Activity A: In the GRK Greek Kitchen review, rewrite the passage starting with "Lunch in the Loop: GRK" and going on through "all about it.", replacing "Chicago" with "Boston".
Activity B: Summarize the GRK Greek Kitchen review in two sentences.
Text passage Block Start
Lunch in the Loop: GRK Greek Kitchen

Lunch in the Loop

Reviews of restaurants in the Loop.

Editor's Note: Whether you're a tourist or an office worker in downtown Chicago, you can get sick of eating at chain restaurants all day. So we've started a series to get you the lowdown on where to find a great and affordable lunch.


[Photographs: Dennis Lee]

I swear, my life just gets stranger and stranger by the second. Just last Friday, I received a phone call from the casting folks for Transformers 4, which is going to start filming here in Chicago—and it's official, I'm going to be an extra. What's even better? My sister got called back, too. I know, I know, being an extra is going to be boring, and filming days drag out forever. But this whole scenario has the potential to be hilarious. I hope they feed us terrible food so I can tell you all about it.

And another oddball thing that happened on my way to lunch today: I saw Dale Earnhardt Jr. on State Street. He's here to promote something involving tennis, I think. Wait. Not tennis. Cars? Something like that. After signing some autographs, he performed a burnout—you know, that thing where a driver ruins their tires by making the rubber burn like crazy and then the air gets all stinky. I got some terrific photos, but since Dale Earnhardt Jr. is not in fact a sandwich, I probably shouldn't post them.

GRK Greek Kitchen is yet another lunch spot in the Loop that's adopted the efficient Chipotle model, where you order a format of food (in this case a wrap, pita, salad, or plate), choose a protein or filling, and then you pick condiments and toppings. You know the monkey drill. I wondered how I could miss a Greek lunch restaurant like GRK, until the manager told me they'd originally been called Med Kitchen and they rebranded to a newer and shinier version.


The dolmades ($2.75 for 4) are stuffed grape leaves (in case you haven't had them), and at GRK Greek Kitchen they're stuffed with a blend of rice, onion, olive oil, mint, and dill. They're also dressed with a lemon sauce, resulting in tart bites of grape leaves and rice. The rice is cooked to a point where it's quite soft, so there isn't much chew in each mouthful.


Unfortunately, the spanakopita ($4.50) doesn't seem to do it for me. The phyllo dough is soggy all the way through (I prefer mine with a flaky top), and it ends up being a floppy spinach pastry. It also has a bitter flavor that's distracting, and overall, I'd skip it.


The Greek salad ($6.25) doesn't bring any surprises; it's your usual blend of romaine lettuce, tomatoes cucumbers, kalamata olives, red onions, pepperoncinis, and feta. There's nothing particularly outstanding about it in terms of flavor, but the vegetables are fresh and crisp. The Greek vinaigrette is almost all oil, so you may want to use it sparingly or else you'll end up with oil-doused vegetables. Oil-doused Dennis, on the other hand, is exceedingly desirable. Wait, what?
Text passage Block End
Recorded data Block Start
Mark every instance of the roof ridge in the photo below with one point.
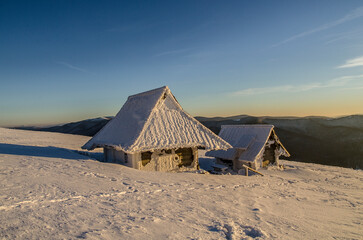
(149, 117)
(247, 125)
(148, 92)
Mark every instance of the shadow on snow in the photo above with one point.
(35, 151)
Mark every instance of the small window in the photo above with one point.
(145, 158)
(126, 158)
(186, 156)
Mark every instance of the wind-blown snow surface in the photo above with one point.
(49, 192)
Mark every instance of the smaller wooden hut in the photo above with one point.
(152, 132)
(253, 145)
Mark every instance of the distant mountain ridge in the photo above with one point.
(323, 140)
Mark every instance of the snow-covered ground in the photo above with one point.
(48, 191)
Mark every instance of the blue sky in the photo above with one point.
(64, 61)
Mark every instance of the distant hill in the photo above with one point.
(87, 127)
(323, 140)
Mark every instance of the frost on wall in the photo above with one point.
(181, 159)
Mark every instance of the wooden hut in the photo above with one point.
(152, 132)
(253, 145)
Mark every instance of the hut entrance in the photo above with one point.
(269, 155)
(185, 156)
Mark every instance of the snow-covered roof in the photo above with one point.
(248, 141)
(154, 120)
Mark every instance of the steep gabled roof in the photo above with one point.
(248, 141)
(154, 120)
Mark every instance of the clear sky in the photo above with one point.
(64, 61)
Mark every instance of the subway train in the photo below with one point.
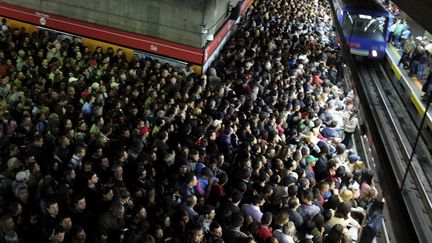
(365, 24)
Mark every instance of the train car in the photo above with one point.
(365, 24)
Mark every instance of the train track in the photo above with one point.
(398, 132)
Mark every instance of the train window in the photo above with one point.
(364, 26)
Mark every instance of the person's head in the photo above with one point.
(80, 152)
(289, 228)
(52, 208)
(191, 201)
(117, 209)
(343, 210)
(293, 202)
(92, 178)
(140, 212)
(6, 223)
(282, 218)
(336, 233)
(209, 212)
(191, 179)
(66, 222)
(267, 219)
(197, 235)
(58, 234)
(11, 237)
(307, 196)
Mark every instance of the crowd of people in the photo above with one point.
(98, 148)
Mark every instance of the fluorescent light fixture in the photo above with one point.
(362, 16)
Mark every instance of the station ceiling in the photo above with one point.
(419, 10)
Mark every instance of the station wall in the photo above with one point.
(188, 22)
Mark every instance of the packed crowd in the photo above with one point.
(98, 148)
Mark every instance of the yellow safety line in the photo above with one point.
(418, 104)
(418, 83)
(396, 71)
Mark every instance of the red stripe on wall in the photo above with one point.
(135, 41)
Recorded data Block End
Problem solution A:
Lunch in the Loop: GRK Greek Kitchen

Lunch in the Loop

Reviews of restaurants in the Loop.

Editor's Note: Whether you're a tourist or an office worker in downtown Boston, you can get sick of eating at chain restaurants all day. So we've started a series to get you the lowdown on where to find a great and affordable lunch.


[Photographs: Dennis Lee]

I swear, my life just gets stranger and stranger by the second. Just last Friday, I received a phone call from the casting folks for Transformers 4, which is going to start filming here in Boston—and it's official, I'm going to be an extra. What's even better? My sister got called back, too. I know, I know, being an extra is going to be boring, and filming days drag out forever. But this whole scenario has the potential to be hilarious. I hope they feed us terrible food so I can tell you all about it.

Problem solution B: GRK Greek Kitchen is a Loop lunch spot, formerly called Med Kitchen, that follows the Chipotle model: you choose a format of food, then a protein or filling, then condiments and toppings. Its dolmades are tart, lemon-dressed grape leaves with very soft rice, its spanakopita is soggy and bitter, and its Greek salad is unremarkable in flavor but fresh and crisp, with a vinaigrette that is almost all oil.